#### TEXT SEGMENT

Posts Tagged ‘debate’
Anecdotes vs. Data

While we’re on the topic of healthcare, I’ve been struck by some dissimilarities I’ve noticed between the approach to blogging about healthcare by Andrew Sullivan (conservative) and Ezra Klein (liberal). The former has been posting numerous dispatches from various individuals on the front lines of the American healthcare system, which is valuable information, but it really shouldn’t be dispositive. The latter has been posting studies that provide data, which I would consider to be more valuable information, because it represents a much larger picture of what is occuring.
Then it struck me that this is somewhat typical of Conservative vs. Liberal debates. Conservatives bring anecdotes, philosophy, and logic. Liberals bring data. This is perhaps the major reason I side with liberals on most issues.
“Health” of the mother
NARAL and NOW are salivating.
Those darn women concerned about their “health” and “equal pay.”
(On a more personal note, it’s a good thing Jackie was working tonight. If she saw that, I might not have a TV anymore.)
Zero?
McCain’s befuddlement makes me chuckle a little bit.
Equivalence
Question:
MR. SCHIEFFER: All right.
We’re going to move to another question. And the topic is leadership in this campaign. Both of you pledged to take the high road in this campaign. Yet it has turned very nasty. Senator Obama, your campaign has used words like erratic, out of touch, lie, angry, losing his bearings — (audio break). Senator McCain, your commercials have included words like disrespectful, dangerous, dishonorable, he lied. Your running mate said he palled around with terrorists.
Are each of you tonight willing to sit at this table and say, to each other’s face, what your campaigns and the people in your campaigns have said about each other?

#### GIVEN DATA
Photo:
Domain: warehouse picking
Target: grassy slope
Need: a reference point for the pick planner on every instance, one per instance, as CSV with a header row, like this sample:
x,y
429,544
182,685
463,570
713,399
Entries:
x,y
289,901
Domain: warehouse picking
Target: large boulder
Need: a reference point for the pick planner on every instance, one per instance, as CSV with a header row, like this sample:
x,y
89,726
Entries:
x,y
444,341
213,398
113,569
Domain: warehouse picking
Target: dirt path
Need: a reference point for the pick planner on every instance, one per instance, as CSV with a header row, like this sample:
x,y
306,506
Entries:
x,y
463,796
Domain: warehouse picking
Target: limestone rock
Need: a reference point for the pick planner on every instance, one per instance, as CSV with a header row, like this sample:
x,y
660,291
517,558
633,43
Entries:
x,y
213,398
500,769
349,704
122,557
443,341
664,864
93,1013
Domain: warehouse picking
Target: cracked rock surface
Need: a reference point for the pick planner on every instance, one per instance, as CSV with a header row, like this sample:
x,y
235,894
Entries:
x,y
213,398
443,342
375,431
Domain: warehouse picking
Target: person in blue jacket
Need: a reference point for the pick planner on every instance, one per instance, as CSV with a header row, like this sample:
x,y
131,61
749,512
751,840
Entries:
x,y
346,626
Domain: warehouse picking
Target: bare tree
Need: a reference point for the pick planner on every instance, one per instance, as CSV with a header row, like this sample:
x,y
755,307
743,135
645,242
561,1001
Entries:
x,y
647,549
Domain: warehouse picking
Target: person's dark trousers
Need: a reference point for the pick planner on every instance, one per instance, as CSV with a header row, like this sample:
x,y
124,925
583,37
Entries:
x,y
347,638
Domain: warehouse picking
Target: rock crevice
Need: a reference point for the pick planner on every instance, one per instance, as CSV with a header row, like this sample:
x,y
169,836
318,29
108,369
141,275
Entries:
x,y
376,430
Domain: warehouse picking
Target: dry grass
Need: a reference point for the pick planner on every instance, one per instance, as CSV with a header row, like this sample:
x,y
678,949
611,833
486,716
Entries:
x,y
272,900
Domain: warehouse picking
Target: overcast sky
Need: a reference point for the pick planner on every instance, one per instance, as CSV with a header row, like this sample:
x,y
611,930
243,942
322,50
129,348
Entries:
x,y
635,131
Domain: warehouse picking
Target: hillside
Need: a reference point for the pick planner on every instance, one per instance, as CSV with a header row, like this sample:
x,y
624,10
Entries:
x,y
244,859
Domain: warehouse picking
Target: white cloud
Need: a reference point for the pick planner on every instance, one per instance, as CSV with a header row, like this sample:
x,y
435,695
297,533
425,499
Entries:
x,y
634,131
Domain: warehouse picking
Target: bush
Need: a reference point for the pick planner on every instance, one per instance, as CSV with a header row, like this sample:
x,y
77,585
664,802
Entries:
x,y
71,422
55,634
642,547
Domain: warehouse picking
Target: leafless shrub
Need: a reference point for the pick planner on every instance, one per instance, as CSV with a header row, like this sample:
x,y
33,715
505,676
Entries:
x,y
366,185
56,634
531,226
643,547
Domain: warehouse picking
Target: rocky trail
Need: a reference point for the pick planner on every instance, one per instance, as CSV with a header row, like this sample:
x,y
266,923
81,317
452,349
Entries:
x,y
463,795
...
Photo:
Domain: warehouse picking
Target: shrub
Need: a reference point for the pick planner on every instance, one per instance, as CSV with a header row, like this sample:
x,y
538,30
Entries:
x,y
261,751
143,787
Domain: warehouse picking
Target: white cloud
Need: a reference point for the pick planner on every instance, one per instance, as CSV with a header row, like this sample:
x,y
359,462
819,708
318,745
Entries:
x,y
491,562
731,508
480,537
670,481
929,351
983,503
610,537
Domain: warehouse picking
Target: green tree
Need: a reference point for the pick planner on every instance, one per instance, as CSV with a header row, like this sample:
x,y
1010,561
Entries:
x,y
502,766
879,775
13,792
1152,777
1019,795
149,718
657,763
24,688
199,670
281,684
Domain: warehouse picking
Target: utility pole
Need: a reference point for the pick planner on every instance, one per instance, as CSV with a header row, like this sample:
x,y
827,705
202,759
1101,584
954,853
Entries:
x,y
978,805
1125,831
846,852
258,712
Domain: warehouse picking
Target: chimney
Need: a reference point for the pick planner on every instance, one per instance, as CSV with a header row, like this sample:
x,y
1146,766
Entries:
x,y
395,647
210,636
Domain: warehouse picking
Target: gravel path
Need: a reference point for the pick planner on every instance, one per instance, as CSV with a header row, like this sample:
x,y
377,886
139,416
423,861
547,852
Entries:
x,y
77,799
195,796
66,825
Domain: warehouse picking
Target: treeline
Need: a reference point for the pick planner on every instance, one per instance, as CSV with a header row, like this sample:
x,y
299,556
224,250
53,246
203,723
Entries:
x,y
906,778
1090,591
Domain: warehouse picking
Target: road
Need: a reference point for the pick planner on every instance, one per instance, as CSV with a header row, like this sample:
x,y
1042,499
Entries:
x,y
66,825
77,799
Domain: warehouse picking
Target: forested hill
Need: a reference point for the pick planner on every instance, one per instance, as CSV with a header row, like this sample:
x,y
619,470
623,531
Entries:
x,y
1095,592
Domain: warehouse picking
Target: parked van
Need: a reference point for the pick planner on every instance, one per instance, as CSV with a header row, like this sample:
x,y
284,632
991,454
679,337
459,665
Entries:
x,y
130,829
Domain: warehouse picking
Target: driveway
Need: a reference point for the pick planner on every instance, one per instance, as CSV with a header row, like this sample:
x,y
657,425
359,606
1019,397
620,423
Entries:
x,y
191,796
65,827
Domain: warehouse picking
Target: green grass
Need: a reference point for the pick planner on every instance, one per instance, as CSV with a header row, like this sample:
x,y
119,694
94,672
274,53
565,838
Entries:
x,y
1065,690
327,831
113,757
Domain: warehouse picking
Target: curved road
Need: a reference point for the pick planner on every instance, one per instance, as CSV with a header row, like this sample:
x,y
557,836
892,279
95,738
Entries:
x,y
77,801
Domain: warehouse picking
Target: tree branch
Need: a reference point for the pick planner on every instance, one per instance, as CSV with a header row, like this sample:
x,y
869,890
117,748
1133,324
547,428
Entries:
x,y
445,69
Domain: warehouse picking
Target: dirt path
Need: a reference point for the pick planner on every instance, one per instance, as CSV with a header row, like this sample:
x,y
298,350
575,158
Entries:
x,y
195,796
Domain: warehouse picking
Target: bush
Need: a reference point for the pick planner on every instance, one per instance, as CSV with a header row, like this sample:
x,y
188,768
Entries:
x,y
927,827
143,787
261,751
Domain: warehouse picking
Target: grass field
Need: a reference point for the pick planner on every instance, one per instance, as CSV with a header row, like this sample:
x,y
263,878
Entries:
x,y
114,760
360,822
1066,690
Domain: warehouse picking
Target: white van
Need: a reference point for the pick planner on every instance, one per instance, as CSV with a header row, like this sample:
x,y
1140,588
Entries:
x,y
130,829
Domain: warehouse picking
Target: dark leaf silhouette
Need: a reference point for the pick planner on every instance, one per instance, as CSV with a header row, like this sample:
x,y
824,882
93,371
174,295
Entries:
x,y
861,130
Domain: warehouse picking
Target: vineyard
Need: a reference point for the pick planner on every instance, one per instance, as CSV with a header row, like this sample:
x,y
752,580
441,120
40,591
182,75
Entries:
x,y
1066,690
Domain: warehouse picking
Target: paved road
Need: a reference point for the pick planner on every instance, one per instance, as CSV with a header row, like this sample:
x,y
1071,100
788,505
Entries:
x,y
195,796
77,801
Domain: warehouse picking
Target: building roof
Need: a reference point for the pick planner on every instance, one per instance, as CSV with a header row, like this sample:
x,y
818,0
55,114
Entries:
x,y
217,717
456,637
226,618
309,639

#### COMPLETE THE FOLLOWING
**a.** Which lines in the rows contain "road"? Copy each one, matching case exactly.
**b.** Write the next part of the blog posts about political debate, starting after the last sentence shown.

#### WRITTEN RESPONSES
**a.**
Target: road
Target: curved road
Target: paved road

**b.**
Dangerous = erratic. Dishonorable = out of touch. Palling around with terrorists = losing his bearings.
This is complete horseshit. This absolute love affair with equivalence in political reporting must end. It must. Sometimes one side really is worse than the other. I mean, it is actually conceivable that one campaign might actually be more negative and ridiculous than the other, right? There isn’t some awesome Balancing God out there that reaches down with a guiding hand and automatically enforces the Equally Negative Corollary in American politics, is there? So, you know, there might actually be a time when one side is actually worse than the other. In fact, the American people seem to have formulated an opinion on this subject. Let’s take a look:
The survey was conducted after McCain and running mate Sarah Palin had hit Obama for days for his relationship with William Ayers, a 1960s radical who’s now a Chicago university professor and whose ties to Obama are slight.
Voters noticed the attacks: Fifty-three percent said that McCain was engaging in more attacks; 30 percent said Obama was.
HOLY SHIT! ONE GUY IS MORE NEGATIVE THAN THE OTHER! OMG!
Btw, I just saw CNN snap poll results: Who spent more time attacking his opponent? M 80% O 7%.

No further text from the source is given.